■ Text section
= = = = = = =

A kinetic approach to study cobalt, copper and arsenic bioleaching has been proposed and discussed. Two flotation by-products from the Lubin mine have been used. Acidithiobacillus ferrooxidans bacteria isolated from water from the “colour” lakes of Boguszow (Lower Silesia), was adopted to metal leaching. Semi-empirical model has been proposed to describe the metal extraction from collected samples. This model originated from the shrinking core and it was able to fit the experimental data. This model is an useful tool to investigate and compare ore bioleaching process for different size fractions.

PL

Badania kinetyki procesu bioługowania kobaltu, miedzi i arsenu zostały przeprowadzone w warunkach laboratoryjnych. Do badań użyto dwa półprodukty otrzymane z procesu flotacji z ZWR Lubin. Bakterie Acidithiobacillus ferrooxidans, które zostały wykorzystane w tych badaniach, były wyizolowane z kwaśnych wód pobranych z “kolorowych” jeziorek w okolicy Boguszowa (Dolny Śląsk). Do opisu procesu ekstrakcji badanych próbek został zastosowany półempiryczny model. Model ten zakłada istnienie warstwy półprzepuszczalnej nad ługowaną powierzchnią mineralną. Zastosowanie tego modelu okazało się odpowiednie dla opisu procesu bioługowania ziaren o różnych wymiarach.

= = = = = = =

■ Provided records

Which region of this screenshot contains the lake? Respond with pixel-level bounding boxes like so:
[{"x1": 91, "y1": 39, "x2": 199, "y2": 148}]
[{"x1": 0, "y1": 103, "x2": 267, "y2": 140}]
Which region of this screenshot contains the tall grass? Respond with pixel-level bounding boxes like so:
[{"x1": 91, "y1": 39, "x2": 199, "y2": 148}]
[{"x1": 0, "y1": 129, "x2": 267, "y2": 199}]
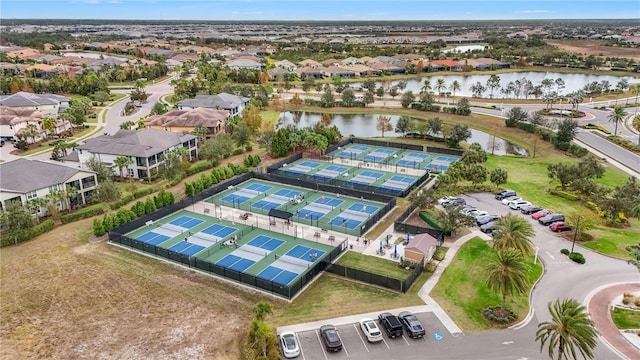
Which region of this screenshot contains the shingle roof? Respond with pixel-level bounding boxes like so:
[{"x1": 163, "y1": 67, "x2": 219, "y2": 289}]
[
  {"x1": 77, "y1": 129, "x2": 196, "y2": 157},
  {"x1": 0, "y1": 158, "x2": 92, "y2": 194}
]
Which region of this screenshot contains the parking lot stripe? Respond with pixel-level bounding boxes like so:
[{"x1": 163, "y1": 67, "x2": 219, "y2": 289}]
[
  {"x1": 316, "y1": 330, "x2": 330, "y2": 360},
  {"x1": 294, "y1": 333, "x2": 305, "y2": 360},
  {"x1": 356, "y1": 324, "x2": 369, "y2": 352}
]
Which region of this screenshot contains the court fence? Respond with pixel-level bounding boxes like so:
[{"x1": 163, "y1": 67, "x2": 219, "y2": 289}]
[
  {"x1": 325, "y1": 258, "x2": 424, "y2": 293},
  {"x1": 109, "y1": 231, "x2": 347, "y2": 300}
]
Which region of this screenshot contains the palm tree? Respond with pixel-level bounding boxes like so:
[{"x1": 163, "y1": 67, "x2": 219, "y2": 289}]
[
  {"x1": 536, "y1": 298, "x2": 598, "y2": 360},
  {"x1": 493, "y1": 214, "x2": 535, "y2": 255},
  {"x1": 487, "y1": 248, "x2": 529, "y2": 313},
  {"x1": 608, "y1": 106, "x2": 628, "y2": 136},
  {"x1": 449, "y1": 80, "x2": 461, "y2": 96}
]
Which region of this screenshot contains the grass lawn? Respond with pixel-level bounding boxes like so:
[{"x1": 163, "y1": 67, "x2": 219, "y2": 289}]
[
  {"x1": 582, "y1": 219, "x2": 640, "y2": 260},
  {"x1": 268, "y1": 273, "x2": 429, "y2": 326},
  {"x1": 611, "y1": 308, "x2": 640, "y2": 329},
  {"x1": 336, "y1": 251, "x2": 409, "y2": 280},
  {"x1": 431, "y1": 238, "x2": 542, "y2": 332}
]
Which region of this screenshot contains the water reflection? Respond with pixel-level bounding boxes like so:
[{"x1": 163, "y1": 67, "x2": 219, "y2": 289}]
[{"x1": 278, "y1": 111, "x2": 529, "y2": 156}]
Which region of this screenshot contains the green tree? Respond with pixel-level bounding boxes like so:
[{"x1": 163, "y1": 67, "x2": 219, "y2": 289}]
[
  {"x1": 536, "y1": 298, "x2": 598, "y2": 360},
  {"x1": 493, "y1": 214, "x2": 535, "y2": 255},
  {"x1": 607, "y1": 106, "x2": 628, "y2": 136},
  {"x1": 489, "y1": 168, "x2": 509, "y2": 188},
  {"x1": 487, "y1": 248, "x2": 529, "y2": 317},
  {"x1": 376, "y1": 115, "x2": 393, "y2": 137}
]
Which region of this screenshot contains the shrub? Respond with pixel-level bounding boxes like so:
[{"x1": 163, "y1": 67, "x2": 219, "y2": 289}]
[
  {"x1": 60, "y1": 204, "x2": 105, "y2": 224},
  {"x1": 569, "y1": 252, "x2": 586, "y2": 264}
]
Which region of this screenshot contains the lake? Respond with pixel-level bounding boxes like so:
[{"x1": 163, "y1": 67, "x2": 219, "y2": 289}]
[{"x1": 278, "y1": 111, "x2": 529, "y2": 156}]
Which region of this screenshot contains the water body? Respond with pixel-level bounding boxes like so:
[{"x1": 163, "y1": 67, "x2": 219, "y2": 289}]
[
  {"x1": 278, "y1": 111, "x2": 529, "y2": 156},
  {"x1": 349, "y1": 71, "x2": 640, "y2": 99},
  {"x1": 61, "y1": 52, "x2": 129, "y2": 61}
]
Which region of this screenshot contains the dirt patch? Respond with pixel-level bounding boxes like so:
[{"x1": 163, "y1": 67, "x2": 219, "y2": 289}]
[
  {"x1": 0, "y1": 220, "x2": 271, "y2": 359},
  {"x1": 547, "y1": 40, "x2": 640, "y2": 61}
]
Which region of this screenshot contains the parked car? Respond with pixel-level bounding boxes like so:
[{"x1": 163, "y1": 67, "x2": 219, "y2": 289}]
[
  {"x1": 509, "y1": 200, "x2": 531, "y2": 210},
  {"x1": 320, "y1": 325, "x2": 342, "y2": 351},
  {"x1": 531, "y1": 209, "x2": 553, "y2": 220},
  {"x1": 496, "y1": 190, "x2": 517, "y2": 200},
  {"x1": 480, "y1": 221, "x2": 496, "y2": 234},
  {"x1": 378, "y1": 313, "x2": 403, "y2": 339},
  {"x1": 442, "y1": 198, "x2": 467, "y2": 207},
  {"x1": 520, "y1": 205, "x2": 543, "y2": 215},
  {"x1": 538, "y1": 214, "x2": 564, "y2": 225},
  {"x1": 502, "y1": 196, "x2": 522, "y2": 205},
  {"x1": 438, "y1": 196, "x2": 455, "y2": 205},
  {"x1": 360, "y1": 318, "x2": 382, "y2": 342},
  {"x1": 476, "y1": 215, "x2": 500, "y2": 226},
  {"x1": 398, "y1": 311, "x2": 426, "y2": 338},
  {"x1": 549, "y1": 221, "x2": 572, "y2": 232},
  {"x1": 280, "y1": 332, "x2": 300, "y2": 359}
]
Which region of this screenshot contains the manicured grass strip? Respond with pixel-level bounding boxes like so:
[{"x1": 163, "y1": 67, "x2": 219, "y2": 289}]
[
  {"x1": 431, "y1": 238, "x2": 542, "y2": 332},
  {"x1": 611, "y1": 308, "x2": 640, "y2": 329},
  {"x1": 336, "y1": 249, "x2": 409, "y2": 280}
]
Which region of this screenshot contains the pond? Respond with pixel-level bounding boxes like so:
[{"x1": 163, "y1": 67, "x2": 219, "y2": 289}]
[
  {"x1": 349, "y1": 71, "x2": 640, "y2": 99},
  {"x1": 278, "y1": 111, "x2": 529, "y2": 156}
]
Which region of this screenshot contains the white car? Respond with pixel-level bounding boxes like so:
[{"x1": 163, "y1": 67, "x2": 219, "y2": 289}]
[
  {"x1": 502, "y1": 196, "x2": 522, "y2": 206},
  {"x1": 360, "y1": 318, "x2": 382, "y2": 342},
  {"x1": 509, "y1": 200, "x2": 531, "y2": 210},
  {"x1": 280, "y1": 332, "x2": 300, "y2": 359}
]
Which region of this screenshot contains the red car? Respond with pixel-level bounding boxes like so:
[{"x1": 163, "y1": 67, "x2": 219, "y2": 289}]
[
  {"x1": 549, "y1": 221, "x2": 571, "y2": 232},
  {"x1": 531, "y1": 209, "x2": 553, "y2": 220}
]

= = = = = = =

■ Assignment
Copy out the whole bioleaching abstract word for word. The listing has no role here.

■ Answer to this task
A kinetic approach to study cobalt, copper and arsenic bioleaching has been proposed and discussed. Two flotation by-products from the Lubin mine have been used. Acidithiobacillus ferrooxidans bacteria isolated from water from the “colour” lakes of Boguszow (Lower Silesia), was adopted to metal leaching. Semi-empirical model has been proposed to describe the metal extraction from collected samples. This model originated from the shrinking core and it was able to fit the experimental data. This model is an useful tool to investigate and compare ore bioleaching process for different size fractions.

PL

Badania kinetyki procesu bioługowania kobaltu, miedzi i arsenu zostały przeprowadzone w warunkach laboratoryjnych. Do badań użyto dwa półprodukty otrzymane z procesu flotacji z ZWR Lubin. Bakterie Acidithiobacillus ferrooxidans, które zostały wykorzystane w tych badaniach, były wyizolowane z kwaśnych wód pobranych z “kolorowych” jeziorek w okolicy Boguszowa (Dolny Śląsk). Do opisu procesu ekstrakcji badanych próbek został zastosowany półempiryczny model. Model ten zakłada istnienie warstwy półprzepuszczalnej nad ługowaną powierzchnią mineralną. Zastosowanie tego modelu okazało się odpowiednie dla opisu procesu bioługowania ziaren o różnych wymiarach.